**STATED TASK:** Reproduce, character for character, the part of the listing that opens with the line containing "Please trace the outline of every instance of the patterned" and closes with the final line of the listing, both lines included.

**GIVEN DATA:**
********************
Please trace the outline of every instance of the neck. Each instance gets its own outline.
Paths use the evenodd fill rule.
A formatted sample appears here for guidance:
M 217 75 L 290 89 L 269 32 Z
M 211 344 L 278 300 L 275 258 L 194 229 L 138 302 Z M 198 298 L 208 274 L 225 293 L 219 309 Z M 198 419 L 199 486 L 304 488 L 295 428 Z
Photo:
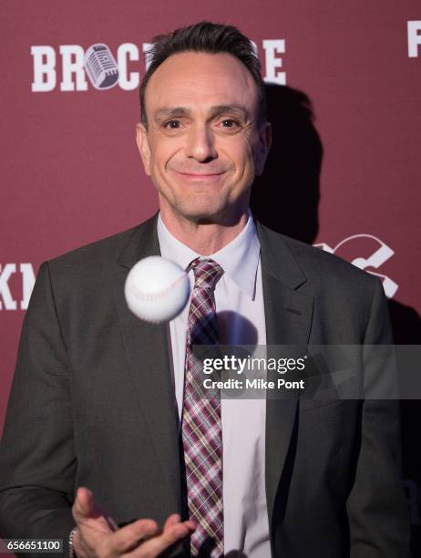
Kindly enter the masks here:
M 215 253 L 229 244 L 244 229 L 249 219 L 248 211 L 230 224 L 196 222 L 169 215 L 162 208 L 160 215 L 163 223 L 177 240 L 205 256 Z

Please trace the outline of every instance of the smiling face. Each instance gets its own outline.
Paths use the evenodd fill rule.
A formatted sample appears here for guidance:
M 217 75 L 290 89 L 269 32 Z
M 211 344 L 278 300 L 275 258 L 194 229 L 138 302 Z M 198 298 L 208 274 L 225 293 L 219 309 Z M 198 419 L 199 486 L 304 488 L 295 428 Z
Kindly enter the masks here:
M 145 99 L 148 129 L 138 124 L 138 145 L 166 224 L 237 222 L 270 143 L 247 67 L 226 53 L 172 55 L 151 76 Z

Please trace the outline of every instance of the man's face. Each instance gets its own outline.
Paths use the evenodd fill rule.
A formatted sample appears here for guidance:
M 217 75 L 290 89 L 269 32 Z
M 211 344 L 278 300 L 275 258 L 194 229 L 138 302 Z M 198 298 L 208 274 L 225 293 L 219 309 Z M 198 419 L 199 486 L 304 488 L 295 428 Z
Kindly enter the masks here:
M 229 54 L 180 53 L 151 76 L 145 100 L 138 145 L 164 221 L 236 222 L 270 144 L 252 74 Z

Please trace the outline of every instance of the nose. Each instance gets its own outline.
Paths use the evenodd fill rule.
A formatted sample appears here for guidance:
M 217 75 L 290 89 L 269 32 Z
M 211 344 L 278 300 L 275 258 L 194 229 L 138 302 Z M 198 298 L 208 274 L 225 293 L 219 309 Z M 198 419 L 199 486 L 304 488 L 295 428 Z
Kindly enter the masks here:
M 189 130 L 186 156 L 191 157 L 200 162 L 211 160 L 218 156 L 213 134 L 206 125 L 192 126 Z

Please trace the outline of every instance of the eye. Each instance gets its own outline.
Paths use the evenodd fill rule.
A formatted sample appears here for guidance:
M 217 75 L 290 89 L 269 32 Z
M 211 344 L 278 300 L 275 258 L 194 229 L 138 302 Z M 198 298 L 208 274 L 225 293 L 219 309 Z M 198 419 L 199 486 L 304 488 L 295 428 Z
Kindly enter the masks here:
M 180 128 L 181 126 L 180 120 L 169 120 L 168 122 L 165 122 L 164 124 L 164 128 L 168 128 L 169 129 L 177 129 L 178 128 Z
M 239 126 L 237 120 L 234 120 L 233 119 L 225 119 L 221 121 L 221 124 L 223 128 L 236 128 Z

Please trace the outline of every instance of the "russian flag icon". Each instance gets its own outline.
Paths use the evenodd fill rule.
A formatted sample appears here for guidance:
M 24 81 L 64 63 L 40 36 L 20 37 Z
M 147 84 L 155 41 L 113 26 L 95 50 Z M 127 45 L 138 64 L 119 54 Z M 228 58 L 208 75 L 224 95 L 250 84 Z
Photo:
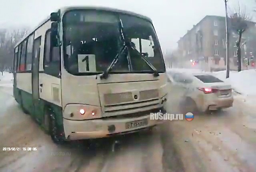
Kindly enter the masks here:
M 188 121 L 194 120 L 194 114 L 191 112 L 188 112 L 185 115 L 185 118 Z

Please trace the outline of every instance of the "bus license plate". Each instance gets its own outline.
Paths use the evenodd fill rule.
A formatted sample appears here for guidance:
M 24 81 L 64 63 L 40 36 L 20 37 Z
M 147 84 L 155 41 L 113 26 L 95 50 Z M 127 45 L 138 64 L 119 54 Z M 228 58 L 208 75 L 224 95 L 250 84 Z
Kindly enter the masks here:
M 127 122 L 126 124 L 127 129 L 136 128 L 146 126 L 147 125 L 148 125 L 148 120 L 147 119 L 132 121 Z

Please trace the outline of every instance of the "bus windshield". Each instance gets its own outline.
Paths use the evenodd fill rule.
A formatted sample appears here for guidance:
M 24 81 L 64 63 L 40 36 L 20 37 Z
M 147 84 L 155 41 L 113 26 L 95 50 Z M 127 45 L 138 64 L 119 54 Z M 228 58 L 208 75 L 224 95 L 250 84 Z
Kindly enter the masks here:
M 127 48 L 120 54 L 109 73 L 152 73 L 141 56 L 158 72 L 164 72 L 160 45 L 150 22 L 123 14 L 81 10 L 68 12 L 63 17 L 64 61 L 67 70 L 74 75 L 105 71 L 123 46 L 120 19 L 124 37 L 134 48 Z M 131 66 L 130 69 L 129 64 Z

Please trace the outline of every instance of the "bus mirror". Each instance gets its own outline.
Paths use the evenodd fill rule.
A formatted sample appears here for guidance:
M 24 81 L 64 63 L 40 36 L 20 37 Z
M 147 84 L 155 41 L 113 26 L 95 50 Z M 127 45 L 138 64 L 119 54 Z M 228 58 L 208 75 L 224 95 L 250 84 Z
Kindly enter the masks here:
M 52 47 L 58 46 L 58 24 L 57 22 L 52 23 L 51 26 L 51 44 Z
M 59 20 L 60 17 L 58 12 L 52 12 L 50 17 L 51 22 L 58 22 Z

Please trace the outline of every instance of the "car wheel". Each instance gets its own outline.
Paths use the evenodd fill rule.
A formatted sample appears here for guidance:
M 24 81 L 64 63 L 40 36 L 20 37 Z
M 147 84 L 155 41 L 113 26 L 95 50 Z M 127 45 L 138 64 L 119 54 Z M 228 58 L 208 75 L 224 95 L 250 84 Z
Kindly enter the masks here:
M 195 101 L 191 98 L 187 98 L 185 100 L 184 107 L 186 112 L 195 113 L 197 111 L 197 107 Z

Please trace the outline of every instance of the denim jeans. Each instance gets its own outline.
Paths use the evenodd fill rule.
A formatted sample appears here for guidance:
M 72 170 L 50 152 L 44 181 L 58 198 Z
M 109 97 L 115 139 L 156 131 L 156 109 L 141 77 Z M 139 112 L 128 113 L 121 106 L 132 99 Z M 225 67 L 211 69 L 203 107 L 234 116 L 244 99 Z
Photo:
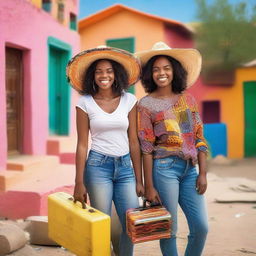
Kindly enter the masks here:
M 177 208 L 184 212 L 189 236 L 185 256 L 200 256 L 208 233 L 208 217 L 203 195 L 196 191 L 198 176 L 195 166 L 189 160 L 178 156 L 154 159 L 153 180 L 163 205 L 171 213 L 171 238 L 161 239 L 160 247 L 164 256 L 177 256 Z
M 92 207 L 110 216 L 113 200 L 122 225 L 119 255 L 132 256 L 133 244 L 126 234 L 126 210 L 139 207 L 139 201 L 130 154 L 112 157 L 91 150 L 84 177 Z

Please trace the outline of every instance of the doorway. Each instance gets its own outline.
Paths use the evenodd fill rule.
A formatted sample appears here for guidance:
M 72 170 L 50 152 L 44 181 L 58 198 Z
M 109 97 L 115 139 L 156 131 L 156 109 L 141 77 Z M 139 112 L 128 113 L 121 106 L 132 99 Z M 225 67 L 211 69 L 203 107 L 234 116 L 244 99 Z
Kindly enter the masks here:
M 70 86 L 66 65 L 71 55 L 69 46 L 50 38 L 49 43 L 49 133 L 69 134 Z
M 244 156 L 256 156 L 256 81 L 244 82 Z
M 23 135 L 22 51 L 6 47 L 6 111 L 8 155 L 21 154 Z

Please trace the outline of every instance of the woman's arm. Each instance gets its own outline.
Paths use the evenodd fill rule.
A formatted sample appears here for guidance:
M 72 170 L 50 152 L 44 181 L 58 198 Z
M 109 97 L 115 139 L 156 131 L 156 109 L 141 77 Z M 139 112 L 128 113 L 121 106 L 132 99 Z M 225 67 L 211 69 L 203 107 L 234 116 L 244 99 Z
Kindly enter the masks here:
M 142 180 L 142 166 L 141 166 L 141 152 L 139 140 L 137 137 L 137 105 L 135 105 L 128 115 L 129 128 L 128 128 L 128 138 L 129 138 L 129 148 L 132 159 L 132 164 L 136 177 L 136 192 L 138 196 L 144 195 L 144 187 Z
M 196 190 L 198 194 L 202 195 L 205 193 L 207 189 L 207 166 L 206 166 L 206 159 L 208 153 L 208 147 L 206 140 L 204 138 L 203 132 L 203 122 L 201 120 L 197 102 L 193 98 L 194 101 L 194 109 L 193 109 L 193 125 L 194 125 L 194 136 L 195 136 L 195 147 L 197 149 L 197 159 L 199 165 L 199 175 L 196 181 Z
M 206 158 L 207 155 L 203 151 L 198 152 L 198 165 L 199 165 L 199 175 L 196 181 L 196 190 L 198 194 L 202 195 L 207 189 L 207 170 L 206 170 Z
M 76 147 L 76 178 L 74 188 L 74 202 L 79 201 L 85 208 L 87 191 L 83 182 L 83 174 L 88 151 L 89 118 L 88 115 L 76 108 L 77 147 Z
M 145 178 L 145 197 L 149 202 L 161 203 L 159 194 L 153 185 L 153 156 L 152 154 L 143 154 L 143 171 Z

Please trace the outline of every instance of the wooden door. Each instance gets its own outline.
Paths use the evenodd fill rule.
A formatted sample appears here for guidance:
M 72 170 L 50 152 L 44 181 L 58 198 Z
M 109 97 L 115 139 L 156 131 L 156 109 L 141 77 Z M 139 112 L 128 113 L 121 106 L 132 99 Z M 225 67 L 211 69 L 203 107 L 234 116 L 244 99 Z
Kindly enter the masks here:
M 22 51 L 6 48 L 6 111 L 8 154 L 22 153 Z
M 256 157 L 256 81 L 244 83 L 244 156 Z
M 49 60 L 49 131 L 50 134 L 68 135 L 69 86 L 65 74 L 68 52 L 50 47 Z

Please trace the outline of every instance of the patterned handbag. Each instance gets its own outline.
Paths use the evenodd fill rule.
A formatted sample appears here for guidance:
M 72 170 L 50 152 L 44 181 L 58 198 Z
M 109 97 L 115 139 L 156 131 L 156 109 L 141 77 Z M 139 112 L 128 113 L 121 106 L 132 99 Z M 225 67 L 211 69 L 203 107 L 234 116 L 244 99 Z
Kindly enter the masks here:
********************
**EXERCISE ANSWER:**
Please trace the outline of every instance of the patterned handbag. Each instance gets its own outline.
Paths use the evenodd fill rule.
A formatted sample appears here for guidance:
M 72 170 L 50 152 L 44 181 L 58 198 Z
M 109 97 L 115 139 L 156 131 L 156 109 L 141 77 Z M 139 112 L 128 113 L 121 106 L 132 99 Z M 225 67 L 211 69 L 203 107 L 234 116 L 244 99 Z
Kindly enter the masks here:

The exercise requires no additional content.